■ Problems and tasks
**1)** Copy out the part of the business rates article that opens with the words containing "Prospective Prime Minister" and closes with "new analysis finds.".
**2)** Pick up the business rates article at the point where it stops and keep writing it.

■ Quoted passage
BEGIN

Prospective Prime Minister Andy Burnham plans to scrap business rates for over 140,000 small businesses in his bid to save the UK’s high street but the move would cost the government around £880 million a year, new analysis finds.

Burnham’s proposal to expand Small Business Rates Relief would also shift the tax burden onto larger businesses, a gap he plans to plug by raising business rates on large warehouse developments like Amazon. 

For high street retailers and hospitality businesses that have been struggling to keep their doors open, this news should come as welcome relief. Yet, with the price tag just shy of a billion pounds, it raises fresh questions about what the trade-off may be for larger businesses.

Burnham’s business rates tax cut could cost around £880m a year

After a tumultuous few years for brick-and-mortar businesses, Makerfield MP Andy Burnham has pledged to tackle the decline of the high street head-on by overhauling business rates.

His proposals, which were first outlined during the Makerfield by-election campaign, include raising the threshold for 100% small business rates relief in England by 50%, allowing more small firms to qualify for the tax break. 

Forecasts from global tax firm Ryan suggest this policy could prevent over 140,000 additional small businesses from paying business rates altogether. It would also extend the upper threshold at which firms receive tapered relief from £15,000 to £21,000, at a total estimated cost of £880 million a year. 

When speaking to LBC this week, Burnham justified his proposal, explaining: “I believe there is a case for higher business rates on warehouses and the major developments we see on the outskirts of our cities, so that we can cut business rates for pubs… and lift some high street businesses out of business rates altogether.”

END

■ Data excerpts
BEGIN

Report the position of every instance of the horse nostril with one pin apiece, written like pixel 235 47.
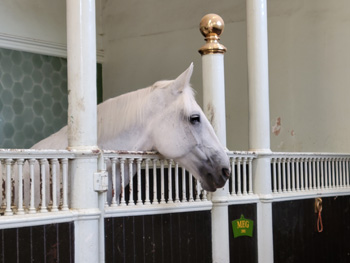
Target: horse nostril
pixel 225 173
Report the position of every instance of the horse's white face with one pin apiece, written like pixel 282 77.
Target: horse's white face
pixel 180 131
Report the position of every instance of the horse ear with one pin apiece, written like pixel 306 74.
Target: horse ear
pixel 183 80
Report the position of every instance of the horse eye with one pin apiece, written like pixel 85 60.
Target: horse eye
pixel 195 118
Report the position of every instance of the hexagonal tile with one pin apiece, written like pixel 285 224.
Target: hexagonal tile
pixel 48 116
pixel 38 124
pixel 47 100
pixel 57 109
pixel 56 63
pixel 37 76
pixel 37 92
pixel 6 64
pixel 16 73
pixel 57 94
pixel 18 90
pixel 18 122
pixel 28 99
pixel 27 83
pixel 6 80
pixel 6 97
pixel 38 108
pixel 7 113
pixel 17 106
pixel 28 115
pixel 19 139
pixel 27 67
pixel 47 85
pixel 8 129
pixel 47 69
pixel 37 61
pixel 16 57
pixel 29 130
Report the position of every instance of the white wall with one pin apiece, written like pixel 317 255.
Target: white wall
pixel 308 53
pixel 39 26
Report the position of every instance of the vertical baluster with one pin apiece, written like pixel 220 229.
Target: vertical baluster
pixel 325 163
pixel 245 176
pixel 322 172
pixel 274 175
pixel 347 172
pixel 155 198
pixel 177 195
pixel 43 208
pixel 54 207
pixel 114 181
pixel 336 173
pixel 343 173
pixel 197 192
pixel 306 174
pixel 190 186
pixel 314 173
pixel 122 182
pixel 184 198
pixel 3 184
pixel 110 178
pixel 139 188
pixel 64 168
pixel 162 193
pixel 297 174
pixel 302 177
pixel 340 171
pixel 318 173
pixel 131 183
pixel 333 173
pixel 32 209
pixel 310 174
pixel 293 173
pixel 279 175
pixel 288 164
pixel 20 210
pixel 147 200
pixel 239 177
pixel 233 176
pixel 250 160
pixel 284 174
pixel 8 211
pixel 170 187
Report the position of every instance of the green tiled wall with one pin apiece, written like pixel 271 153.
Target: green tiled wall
pixel 33 97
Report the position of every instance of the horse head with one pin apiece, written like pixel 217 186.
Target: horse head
pixel 180 131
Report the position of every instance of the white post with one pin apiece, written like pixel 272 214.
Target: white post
pixel 259 121
pixel 212 53
pixel 82 126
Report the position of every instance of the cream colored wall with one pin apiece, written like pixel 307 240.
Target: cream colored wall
pixel 308 53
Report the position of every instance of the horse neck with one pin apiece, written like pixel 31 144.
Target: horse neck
pixel 121 121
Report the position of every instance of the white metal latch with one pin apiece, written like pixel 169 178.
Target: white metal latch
pixel 101 181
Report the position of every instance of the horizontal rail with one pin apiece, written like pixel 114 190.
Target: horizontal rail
pixel 309 173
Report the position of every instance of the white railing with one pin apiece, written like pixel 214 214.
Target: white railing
pixel 241 179
pixel 309 173
pixel 33 181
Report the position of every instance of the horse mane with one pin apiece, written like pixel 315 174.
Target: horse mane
pixel 121 112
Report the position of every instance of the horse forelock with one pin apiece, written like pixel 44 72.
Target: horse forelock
pixel 120 113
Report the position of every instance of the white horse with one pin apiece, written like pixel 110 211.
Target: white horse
pixel 164 118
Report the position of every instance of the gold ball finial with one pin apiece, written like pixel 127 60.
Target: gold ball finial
pixel 211 27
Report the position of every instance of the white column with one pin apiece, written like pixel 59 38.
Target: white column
pixel 212 52
pixel 259 121
pixel 82 126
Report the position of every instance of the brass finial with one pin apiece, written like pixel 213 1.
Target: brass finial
pixel 212 26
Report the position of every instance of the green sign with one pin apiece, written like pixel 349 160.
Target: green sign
pixel 242 227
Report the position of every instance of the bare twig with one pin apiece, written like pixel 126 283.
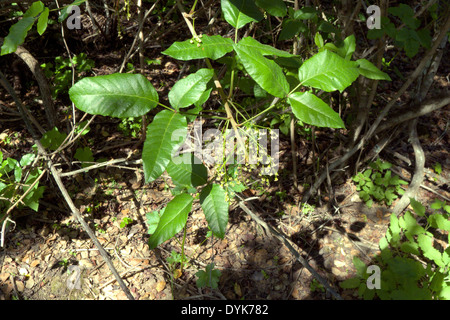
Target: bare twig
pixel 425 60
pixel 283 239
pixel 418 172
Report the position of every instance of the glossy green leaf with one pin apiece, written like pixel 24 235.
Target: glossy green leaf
pixel 265 50
pixel 215 207
pixel 265 72
pixel 439 221
pixel 17 34
pixel 187 171
pixel 212 47
pixel 43 21
pixel 394 230
pixel 312 110
pixel 240 12
pixel 172 220
pixel 189 90
pixel 18 31
pixel 426 245
pixel 328 71
pixel 209 277
pixel 115 95
pixel 275 8
pixel 84 154
pixel 164 135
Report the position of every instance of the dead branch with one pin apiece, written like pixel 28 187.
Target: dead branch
pixel 56 176
pixel 44 87
pixel 418 172
pixel 341 161
pixel 283 239
pixel 415 112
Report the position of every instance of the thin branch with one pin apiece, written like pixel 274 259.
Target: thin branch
pixel 283 239
pixel 425 60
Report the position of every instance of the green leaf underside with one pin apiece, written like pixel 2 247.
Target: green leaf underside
pixel 172 220
pixel 189 90
pixel 312 110
pixel 162 139
pixel 328 71
pixel 250 43
pixel 115 95
pixel 212 47
pixel 189 173
pixel 215 207
pixel 265 72
pixel 240 12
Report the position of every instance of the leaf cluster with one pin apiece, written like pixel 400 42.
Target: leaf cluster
pixel 412 265
pixel 378 184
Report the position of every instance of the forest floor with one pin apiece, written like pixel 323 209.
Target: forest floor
pixel 45 245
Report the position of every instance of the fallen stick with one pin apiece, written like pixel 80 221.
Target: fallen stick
pixel 283 239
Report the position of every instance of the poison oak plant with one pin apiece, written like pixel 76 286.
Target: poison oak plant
pixel 412 265
pixel 132 95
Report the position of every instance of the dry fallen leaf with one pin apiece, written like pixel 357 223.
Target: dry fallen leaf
pixel 160 286
pixel 237 289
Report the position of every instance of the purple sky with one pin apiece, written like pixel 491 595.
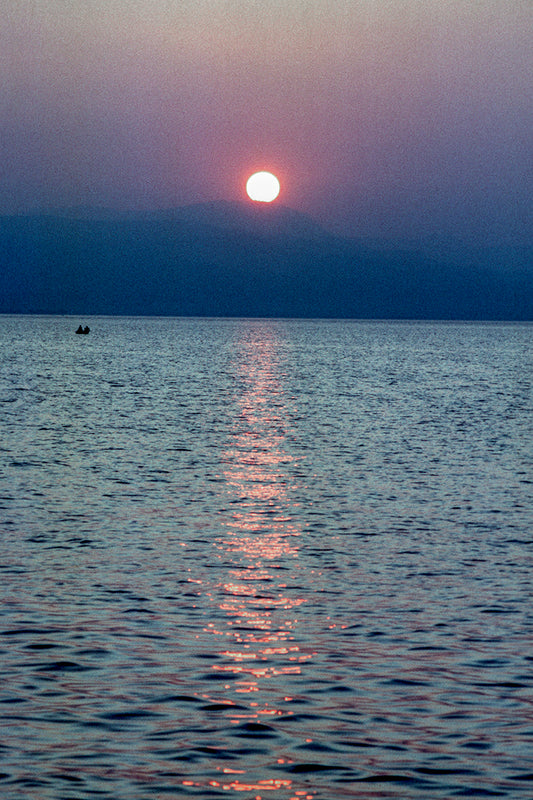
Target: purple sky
pixel 381 118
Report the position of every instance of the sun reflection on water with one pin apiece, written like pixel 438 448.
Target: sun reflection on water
pixel 259 548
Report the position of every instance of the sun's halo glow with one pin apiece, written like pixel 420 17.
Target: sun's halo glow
pixel 262 187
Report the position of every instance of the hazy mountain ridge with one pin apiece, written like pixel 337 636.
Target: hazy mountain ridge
pixel 233 259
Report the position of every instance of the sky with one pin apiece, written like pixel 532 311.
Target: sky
pixel 385 119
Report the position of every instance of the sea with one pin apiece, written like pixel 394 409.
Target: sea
pixel 265 559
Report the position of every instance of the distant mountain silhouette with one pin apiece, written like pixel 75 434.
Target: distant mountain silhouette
pixel 240 259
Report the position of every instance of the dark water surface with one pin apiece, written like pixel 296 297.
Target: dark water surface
pixel 265 559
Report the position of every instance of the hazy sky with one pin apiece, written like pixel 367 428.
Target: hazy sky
pixel 380 117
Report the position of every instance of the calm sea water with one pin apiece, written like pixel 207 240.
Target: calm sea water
pixel 265 559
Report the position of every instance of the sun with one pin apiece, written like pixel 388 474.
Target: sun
pixel 262 187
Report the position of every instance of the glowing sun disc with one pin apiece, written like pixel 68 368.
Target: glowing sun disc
pixel 263 187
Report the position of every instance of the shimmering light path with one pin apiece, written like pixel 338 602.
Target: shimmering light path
pixel 265 559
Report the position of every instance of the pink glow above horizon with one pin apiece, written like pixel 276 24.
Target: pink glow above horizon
pixel 379 118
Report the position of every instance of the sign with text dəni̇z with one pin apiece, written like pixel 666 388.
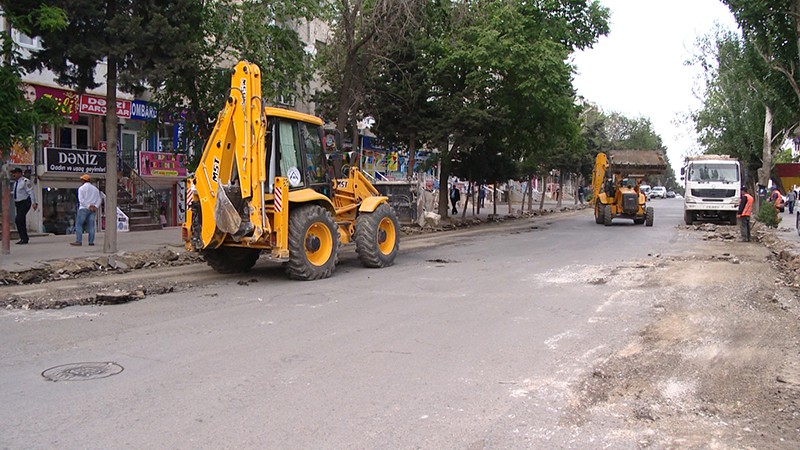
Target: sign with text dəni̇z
pixel 67 160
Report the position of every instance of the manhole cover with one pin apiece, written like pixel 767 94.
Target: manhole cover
pixel 82 371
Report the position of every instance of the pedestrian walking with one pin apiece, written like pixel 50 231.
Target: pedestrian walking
pixel 455 197
pixel 791 197
pixel 776 198
pixel 745 211
pixel 89 199
pixel 24 199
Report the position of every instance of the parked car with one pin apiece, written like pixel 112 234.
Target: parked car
pixel 658 192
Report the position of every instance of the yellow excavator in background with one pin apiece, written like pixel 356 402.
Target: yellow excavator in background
pixel 615 185
pixel 264 184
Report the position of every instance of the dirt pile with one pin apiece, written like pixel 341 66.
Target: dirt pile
pixel 97 265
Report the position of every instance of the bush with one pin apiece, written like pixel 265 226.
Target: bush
pixel 768 214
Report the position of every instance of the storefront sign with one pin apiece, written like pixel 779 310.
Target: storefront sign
pixel 21 154
pixel 91 104
pixel 69 160
pixel 142 110
pixel 162 164
pixel 67 101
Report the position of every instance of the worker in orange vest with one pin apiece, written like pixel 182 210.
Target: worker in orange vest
pixel 776 198
pixel 745 211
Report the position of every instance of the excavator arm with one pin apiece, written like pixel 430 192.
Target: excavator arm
pixel 231 158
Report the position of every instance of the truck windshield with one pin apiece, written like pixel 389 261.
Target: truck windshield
pixel 708 172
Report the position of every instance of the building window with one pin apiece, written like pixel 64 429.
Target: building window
pixel 26 41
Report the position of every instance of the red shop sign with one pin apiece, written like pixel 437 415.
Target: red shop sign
pixel 91 104
pixel 67 101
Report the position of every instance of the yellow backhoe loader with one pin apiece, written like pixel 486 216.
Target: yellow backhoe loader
pixel 264 185
pixel 615 185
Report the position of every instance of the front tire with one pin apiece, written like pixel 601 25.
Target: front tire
pixel 377 238
pixel 313 243
pixel 231 259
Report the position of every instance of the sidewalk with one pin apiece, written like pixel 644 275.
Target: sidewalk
pixel 56 247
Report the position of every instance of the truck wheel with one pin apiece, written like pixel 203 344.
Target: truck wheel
pixel 376 237
pixel 231 259
pixel 648 216
pixel 688 217
pixel 598 212
pixel 313 243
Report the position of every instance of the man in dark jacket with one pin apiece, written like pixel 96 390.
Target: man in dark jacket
pixel 455 197
pixel 745 211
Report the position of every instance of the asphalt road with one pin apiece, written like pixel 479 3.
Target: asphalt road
pixel 470 341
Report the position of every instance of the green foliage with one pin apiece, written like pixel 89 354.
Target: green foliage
pixel 18 117
pixel 768 214
pixel 784 156
pixel 738 86
pixel 229 31
pixel 772 28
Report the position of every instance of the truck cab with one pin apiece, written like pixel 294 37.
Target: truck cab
pixel 713 188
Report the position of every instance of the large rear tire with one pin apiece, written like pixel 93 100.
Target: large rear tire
pixel 313 243
pixel 231 259
pixel 377 238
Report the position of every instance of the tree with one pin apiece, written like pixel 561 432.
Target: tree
pixel 503 80
pixel 744 103
pixel 140 42
pixel 773 30
pixel 363 31
pixel 233 30
pixel 19 118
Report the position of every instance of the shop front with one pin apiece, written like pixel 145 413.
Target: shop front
pixel 59 181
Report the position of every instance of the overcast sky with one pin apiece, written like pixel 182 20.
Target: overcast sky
pixel 639 68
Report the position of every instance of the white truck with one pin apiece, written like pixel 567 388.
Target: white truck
pixel 713 188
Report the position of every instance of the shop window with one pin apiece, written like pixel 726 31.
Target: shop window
pixel 74 136
pixel 33 43
pixel 58 210
pixel 165 137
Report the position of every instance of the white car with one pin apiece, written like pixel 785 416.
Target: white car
pixel 659 192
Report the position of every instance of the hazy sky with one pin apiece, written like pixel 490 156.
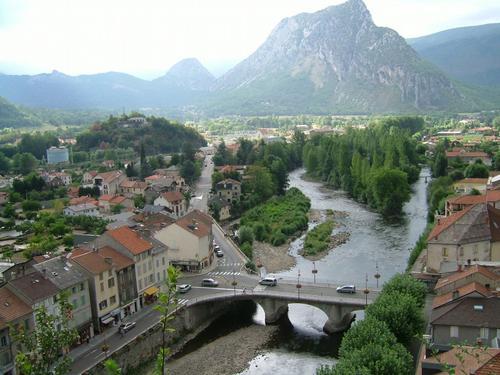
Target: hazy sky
pixel 146 37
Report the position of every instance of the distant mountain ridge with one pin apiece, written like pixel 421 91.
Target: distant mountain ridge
pixel 335 60
pixel 470 54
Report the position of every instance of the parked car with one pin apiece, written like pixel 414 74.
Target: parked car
pixel 270 281
pixel 209 282
pixel 346 289
pixel 184 288
pixel 125 327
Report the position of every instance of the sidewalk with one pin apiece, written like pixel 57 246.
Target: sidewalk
pixel 98 340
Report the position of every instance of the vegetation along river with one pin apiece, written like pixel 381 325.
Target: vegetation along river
pixel 303 347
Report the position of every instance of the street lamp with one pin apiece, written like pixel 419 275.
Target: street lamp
pixel 298 285
pixel 314 271
pixel 377 274
pixel 234 283
pixel 366 291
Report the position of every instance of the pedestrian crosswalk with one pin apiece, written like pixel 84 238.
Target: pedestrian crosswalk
pixel 224 273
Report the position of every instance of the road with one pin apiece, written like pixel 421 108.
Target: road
pixel 203 186
pixel 88 355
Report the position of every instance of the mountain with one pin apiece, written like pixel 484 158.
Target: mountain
pixel 183 83
pixel 189 74
pixel 12 117
pixel 470 54
pixel 335 60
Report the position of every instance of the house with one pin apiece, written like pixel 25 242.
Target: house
pixel 4 197
pixel 13 312
pixel 467 235
pixel 108 202
pixel 36 291
pixel 85 209
pixel 474 274
pixel 173 201
pixel 131 244
pixel 467 185
pixel 109 182
pixel 468 157
pixel 103 286
pixel 463 360
pixel 125 273
pixel 69 280
pixel 228 190
pixel 473 320
pixel 189 241
pixel 88 178
pixel 84 199
pixel 456 204
pixel 130 188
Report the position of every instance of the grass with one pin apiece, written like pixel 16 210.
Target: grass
pixel 319 238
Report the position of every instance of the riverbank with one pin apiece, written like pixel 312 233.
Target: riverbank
pixel 226 355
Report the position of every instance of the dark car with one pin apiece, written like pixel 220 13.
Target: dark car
pixel 209 282
pixel 125 327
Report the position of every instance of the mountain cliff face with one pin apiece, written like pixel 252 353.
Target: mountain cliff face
pixel 188 74
pixel 336 59
pixel 470 54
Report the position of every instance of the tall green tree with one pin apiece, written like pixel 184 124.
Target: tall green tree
pixel 167 305
pixel 42 350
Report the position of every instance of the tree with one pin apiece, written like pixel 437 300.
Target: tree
pixel 401 312
pixel 440 164
pixel 390 190
pixel 167 305
pixel 245 235
pixel 42 350
pixel 405 283
pixel 477 170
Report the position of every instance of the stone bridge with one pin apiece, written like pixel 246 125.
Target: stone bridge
pixel 339 310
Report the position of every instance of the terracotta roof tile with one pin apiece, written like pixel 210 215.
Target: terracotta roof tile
pixel 11 306
pixel 173 196
pixel 130 240
pixel 462 292
pixel 465 273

END

■ Answer set
**1)**
Prospective Prime Minister Andy Burnham plans to scrap business rates for over 140,000 small businesses in his bid to save the UK’s high street but the move would cost the government around £880 million a year, new analysis finds.

**2)**
He added that the government should “prioritise and reward the businesses that bring social benefit,” including high street staples such as pubs, restaurants, cafés and hairdressers.

Central to Burnham’s mission is the idea that online retail giants like Amazon should shoulder more of the burden, in an effort to try and level out the playing field between e-commerce and traditional high street businesses. 

Who will really cover the bill for Burnham’s proposed business rates cuts?

On paper, Burnham’s funding plan is already accounted for. In April, the government added an extra charge of 2.8p onto business rates for properties worth over £500,000.

Since this levy already exists, tax experts argue that ministers could raise it as high as 10p without needing to create a brand new tax.

Yet, Ryan’s analysis flags a significant catch. The surtax isn’t just a warehouse tax: it also applies to offices, manufacturing sites, data centres, and larger retail premises.

This means that any blanket hike would land on a much wider range of businesses than just ecommerce, Amazon-style warehouses. 

Speaking to this tension, Alex Probyn, a practice leader for property tax at Ryan, said: “Supporting small businesses is a great policy objective. The concern is how that is funded if things have to be revenue neutral.”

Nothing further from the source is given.